In the run-up to the 2007 elections, Danladi Baido won the PDP gubernatorial primaries but was later disqualified.
Two months before the election, the PDP national secretariat replaced Baido with Danbaba Suntai, who had not stood in the primaries. Baido lent his support to Suntai, and in April 2007, Suntai won election as Governor of Taraba State. After the elections, relations between Suntai and Baido soured. The unsuccessful Action Congress candidate challenged the switch of PDP candidates and in February 2008, Baido joined this suit.
In February 2009, Danladi Baido petitioned the Inspector General of Police, Mike Okiro over alleged SMS messages from Danbaba Suntai threatening to harm him and his family if he continued to appeal the election.
In June 2009, Baido claimed that an attempt had been made to assassinate him, linking the incident to the alleged threats.

During his tenure as governor, Danbaba Suntai made efforts to fight corruption, crime and lack of discipline, while delegating authority and providing funds to the Local Government Areas.
In January 2009, a group of Concerned Indigenes of Taraba State sent a petition to the Economic and Financial Crimes Commission (EFCC) and the Independent Corrupt Practices and Other Related Offences Commission (ICPC), with a copy to President Umaru Yar'Adua, concerning alleged fraudulent financial practices in Suntai's administration. Claims included unnecessary imports of foreign cars, use of foreign rather than local workers, and inflated road building contracts.

In October 2009, Suntai said he strongly supported religious and moral teaching aimed at reducing juvenile delinquency, crime and other vices. He said his administration was strongly behind both the Christian and Islamic faiths since both religions teach peace, love and unity.
* * * *
• **ACTIONS TO TAKE**:
1 > In the passage on Danbaba Suntai, why did he say his administration strongly backed both the Christian and Islamic faiths? Answer in one to three sentences.
2 > Swap "SMS messages" for "text messages" in the passage on Danbaba Suntai, giving again the part that opens with the words "Two months before" and closes with "the alleged threats.".
3 > Answer from the passage on Danbaba Suntai:
(a) Who did the PDP national secretariat put in place of Danladi Baido as its candidate?
(b) To which official did Baido send his February 2009 petition?
(c) Which two commissions received the January 2009 petition from the Concerned Indigenes of Taraba State?
The material has no connection to the passage on Danbaba Suntai.
* * * *
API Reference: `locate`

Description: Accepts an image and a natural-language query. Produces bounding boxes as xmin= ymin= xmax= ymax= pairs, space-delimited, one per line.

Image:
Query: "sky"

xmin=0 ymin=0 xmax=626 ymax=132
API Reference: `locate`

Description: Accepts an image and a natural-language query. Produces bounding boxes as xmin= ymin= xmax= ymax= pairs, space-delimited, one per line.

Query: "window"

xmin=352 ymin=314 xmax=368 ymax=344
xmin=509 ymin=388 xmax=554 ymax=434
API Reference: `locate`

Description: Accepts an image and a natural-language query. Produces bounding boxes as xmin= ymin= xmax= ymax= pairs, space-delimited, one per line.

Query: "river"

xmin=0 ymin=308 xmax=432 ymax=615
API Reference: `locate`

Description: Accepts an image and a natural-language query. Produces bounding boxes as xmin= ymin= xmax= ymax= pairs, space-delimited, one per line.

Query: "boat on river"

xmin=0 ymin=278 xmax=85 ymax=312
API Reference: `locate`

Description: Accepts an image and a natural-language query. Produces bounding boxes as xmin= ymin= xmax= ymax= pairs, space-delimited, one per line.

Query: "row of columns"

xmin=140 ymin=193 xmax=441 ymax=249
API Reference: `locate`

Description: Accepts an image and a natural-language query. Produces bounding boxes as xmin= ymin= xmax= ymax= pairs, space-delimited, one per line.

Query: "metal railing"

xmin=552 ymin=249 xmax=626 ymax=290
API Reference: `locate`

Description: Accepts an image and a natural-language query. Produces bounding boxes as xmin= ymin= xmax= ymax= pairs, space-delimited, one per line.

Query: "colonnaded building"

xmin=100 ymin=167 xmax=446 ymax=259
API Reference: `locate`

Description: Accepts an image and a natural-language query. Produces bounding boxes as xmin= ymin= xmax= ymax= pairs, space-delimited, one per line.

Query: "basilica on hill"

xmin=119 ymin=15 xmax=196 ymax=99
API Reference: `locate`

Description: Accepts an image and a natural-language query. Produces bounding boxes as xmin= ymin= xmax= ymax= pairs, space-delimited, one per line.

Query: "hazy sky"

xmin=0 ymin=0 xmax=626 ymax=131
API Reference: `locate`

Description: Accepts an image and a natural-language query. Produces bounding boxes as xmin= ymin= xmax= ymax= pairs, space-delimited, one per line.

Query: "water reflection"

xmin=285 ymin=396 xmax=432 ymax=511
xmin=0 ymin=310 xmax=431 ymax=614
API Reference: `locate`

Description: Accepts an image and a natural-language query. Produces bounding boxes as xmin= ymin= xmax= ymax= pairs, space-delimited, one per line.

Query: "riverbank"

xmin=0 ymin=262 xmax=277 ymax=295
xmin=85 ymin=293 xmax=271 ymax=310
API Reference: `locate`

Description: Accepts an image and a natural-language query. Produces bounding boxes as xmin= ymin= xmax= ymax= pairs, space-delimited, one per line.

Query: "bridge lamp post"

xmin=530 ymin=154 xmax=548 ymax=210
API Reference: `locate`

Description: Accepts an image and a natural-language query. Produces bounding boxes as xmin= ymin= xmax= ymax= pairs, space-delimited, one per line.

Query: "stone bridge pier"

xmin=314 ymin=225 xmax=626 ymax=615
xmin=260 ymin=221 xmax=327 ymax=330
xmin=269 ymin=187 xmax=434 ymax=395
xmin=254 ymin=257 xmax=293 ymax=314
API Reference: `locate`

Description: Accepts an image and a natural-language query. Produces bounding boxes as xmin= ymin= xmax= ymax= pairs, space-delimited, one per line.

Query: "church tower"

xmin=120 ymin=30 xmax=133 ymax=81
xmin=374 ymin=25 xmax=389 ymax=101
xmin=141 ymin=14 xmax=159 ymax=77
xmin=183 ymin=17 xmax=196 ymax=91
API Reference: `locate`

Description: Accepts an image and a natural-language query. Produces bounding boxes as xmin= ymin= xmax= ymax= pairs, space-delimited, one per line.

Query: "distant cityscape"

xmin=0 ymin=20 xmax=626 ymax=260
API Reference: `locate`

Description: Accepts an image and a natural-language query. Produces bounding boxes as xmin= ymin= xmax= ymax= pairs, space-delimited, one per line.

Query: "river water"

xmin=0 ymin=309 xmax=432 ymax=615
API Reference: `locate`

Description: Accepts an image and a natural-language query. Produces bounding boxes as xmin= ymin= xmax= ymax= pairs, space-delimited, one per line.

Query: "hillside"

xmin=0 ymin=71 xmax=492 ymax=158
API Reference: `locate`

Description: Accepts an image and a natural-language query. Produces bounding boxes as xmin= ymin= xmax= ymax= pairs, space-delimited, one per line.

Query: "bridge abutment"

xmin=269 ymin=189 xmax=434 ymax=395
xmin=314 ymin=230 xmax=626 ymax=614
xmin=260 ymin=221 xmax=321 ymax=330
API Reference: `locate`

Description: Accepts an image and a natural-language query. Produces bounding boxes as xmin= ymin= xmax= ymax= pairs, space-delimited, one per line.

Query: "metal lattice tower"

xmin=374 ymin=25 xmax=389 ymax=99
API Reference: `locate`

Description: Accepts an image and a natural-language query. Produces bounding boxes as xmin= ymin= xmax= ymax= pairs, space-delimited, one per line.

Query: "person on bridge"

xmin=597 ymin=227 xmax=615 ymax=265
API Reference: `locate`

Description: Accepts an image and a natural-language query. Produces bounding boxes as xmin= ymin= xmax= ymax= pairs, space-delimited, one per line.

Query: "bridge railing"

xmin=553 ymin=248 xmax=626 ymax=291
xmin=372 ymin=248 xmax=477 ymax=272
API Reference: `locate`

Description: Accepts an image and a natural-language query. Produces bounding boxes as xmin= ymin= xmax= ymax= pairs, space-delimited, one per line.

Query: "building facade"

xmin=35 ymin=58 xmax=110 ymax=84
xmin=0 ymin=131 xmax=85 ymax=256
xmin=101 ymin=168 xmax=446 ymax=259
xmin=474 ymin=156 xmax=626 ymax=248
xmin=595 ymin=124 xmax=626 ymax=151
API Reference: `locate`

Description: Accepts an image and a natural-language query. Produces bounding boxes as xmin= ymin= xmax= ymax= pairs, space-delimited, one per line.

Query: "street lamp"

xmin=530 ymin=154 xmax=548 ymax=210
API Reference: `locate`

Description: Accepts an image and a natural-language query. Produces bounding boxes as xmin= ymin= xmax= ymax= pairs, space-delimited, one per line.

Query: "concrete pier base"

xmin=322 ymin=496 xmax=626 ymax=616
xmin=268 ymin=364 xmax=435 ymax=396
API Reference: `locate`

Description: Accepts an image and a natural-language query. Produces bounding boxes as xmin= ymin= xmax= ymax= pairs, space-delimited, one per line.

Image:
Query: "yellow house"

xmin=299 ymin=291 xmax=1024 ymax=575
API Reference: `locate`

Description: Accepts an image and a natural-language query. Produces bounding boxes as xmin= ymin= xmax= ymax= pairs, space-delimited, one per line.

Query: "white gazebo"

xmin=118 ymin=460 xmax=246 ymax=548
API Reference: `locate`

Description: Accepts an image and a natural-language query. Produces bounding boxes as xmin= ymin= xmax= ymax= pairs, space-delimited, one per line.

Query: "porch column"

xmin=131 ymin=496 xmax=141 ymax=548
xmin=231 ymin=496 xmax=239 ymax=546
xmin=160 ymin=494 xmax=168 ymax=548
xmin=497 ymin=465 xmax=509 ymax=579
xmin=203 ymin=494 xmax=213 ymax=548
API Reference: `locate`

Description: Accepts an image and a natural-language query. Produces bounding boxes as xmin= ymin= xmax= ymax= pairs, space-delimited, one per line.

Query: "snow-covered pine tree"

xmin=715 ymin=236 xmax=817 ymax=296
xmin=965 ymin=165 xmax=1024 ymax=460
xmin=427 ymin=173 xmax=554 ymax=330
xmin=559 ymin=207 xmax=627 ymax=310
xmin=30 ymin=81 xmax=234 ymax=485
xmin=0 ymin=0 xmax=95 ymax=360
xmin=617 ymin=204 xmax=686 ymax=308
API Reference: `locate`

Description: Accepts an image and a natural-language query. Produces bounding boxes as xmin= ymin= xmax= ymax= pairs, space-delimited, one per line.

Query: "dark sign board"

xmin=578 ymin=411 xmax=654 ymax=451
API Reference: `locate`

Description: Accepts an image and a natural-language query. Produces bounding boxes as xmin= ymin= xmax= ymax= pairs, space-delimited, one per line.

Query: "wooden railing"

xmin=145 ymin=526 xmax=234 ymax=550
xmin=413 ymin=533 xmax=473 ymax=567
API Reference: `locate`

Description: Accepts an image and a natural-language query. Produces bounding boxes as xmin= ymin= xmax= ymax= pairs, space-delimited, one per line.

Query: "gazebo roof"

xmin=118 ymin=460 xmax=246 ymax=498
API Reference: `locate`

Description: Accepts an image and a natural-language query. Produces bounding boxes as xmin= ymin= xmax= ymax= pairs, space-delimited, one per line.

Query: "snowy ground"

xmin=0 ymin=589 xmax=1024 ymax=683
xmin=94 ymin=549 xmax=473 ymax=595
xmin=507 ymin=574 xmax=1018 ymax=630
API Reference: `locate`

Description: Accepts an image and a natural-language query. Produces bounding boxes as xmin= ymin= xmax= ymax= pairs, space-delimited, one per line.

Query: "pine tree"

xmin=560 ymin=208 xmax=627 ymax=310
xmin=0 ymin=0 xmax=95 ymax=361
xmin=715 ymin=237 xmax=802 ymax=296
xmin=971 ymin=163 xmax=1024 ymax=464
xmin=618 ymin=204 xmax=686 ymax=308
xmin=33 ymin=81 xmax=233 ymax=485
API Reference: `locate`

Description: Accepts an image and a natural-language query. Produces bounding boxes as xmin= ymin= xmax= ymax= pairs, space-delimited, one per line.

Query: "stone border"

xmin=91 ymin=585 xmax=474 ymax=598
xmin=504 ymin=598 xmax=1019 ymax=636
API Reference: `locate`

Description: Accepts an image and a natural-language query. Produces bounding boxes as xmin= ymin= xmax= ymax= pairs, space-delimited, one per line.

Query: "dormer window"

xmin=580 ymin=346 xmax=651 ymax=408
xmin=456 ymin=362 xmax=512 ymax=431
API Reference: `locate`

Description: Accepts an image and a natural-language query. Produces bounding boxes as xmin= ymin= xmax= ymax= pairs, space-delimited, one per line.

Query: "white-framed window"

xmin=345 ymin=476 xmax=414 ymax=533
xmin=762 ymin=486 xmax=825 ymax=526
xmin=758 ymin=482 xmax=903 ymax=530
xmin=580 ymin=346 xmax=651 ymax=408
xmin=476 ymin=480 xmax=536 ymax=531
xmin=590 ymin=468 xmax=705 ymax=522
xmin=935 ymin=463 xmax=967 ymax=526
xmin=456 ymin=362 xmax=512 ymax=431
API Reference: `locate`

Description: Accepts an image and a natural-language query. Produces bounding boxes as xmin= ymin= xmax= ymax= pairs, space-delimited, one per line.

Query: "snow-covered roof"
* * * *
• **RESULTS FOR THE EXERCISE**:
1 > Suntai said his administration strongly backed both faiths because both religions teach peace, love and unity.

2 >
Two months before the election, the PDP national secretariat replaced Baido with Danbaba Suntai, who had not stood in the primaries. Baido lent his support to Suntai, and in April 2007, Suntai won election as Governor of Taraba State. After the elections, relations between Suntai and Baido soured. The unsuccessful Action Congress candidate challenged the switch of PDP candidates and in February 2008, Baido joined this suit.
In February 2009, Danladi Baido petitioned the Inspector General of Police, Mike Okiro over alleged text messages from Danbaba Suntai threatening to harm him and his family if he continued to appeal the election.
In June 2009, Baido claimed that an attempt had been made to assassinate him, linking the incident to the alleged threats.

3 >
(a) Danbaba Suntai
(b) The Inspector General of Police, Mike Okiro
(c) The Economic and Financial Crimes Commission (EFCC) and the Independent Corrupt Practices and Other Related Offences Commission (ICPC)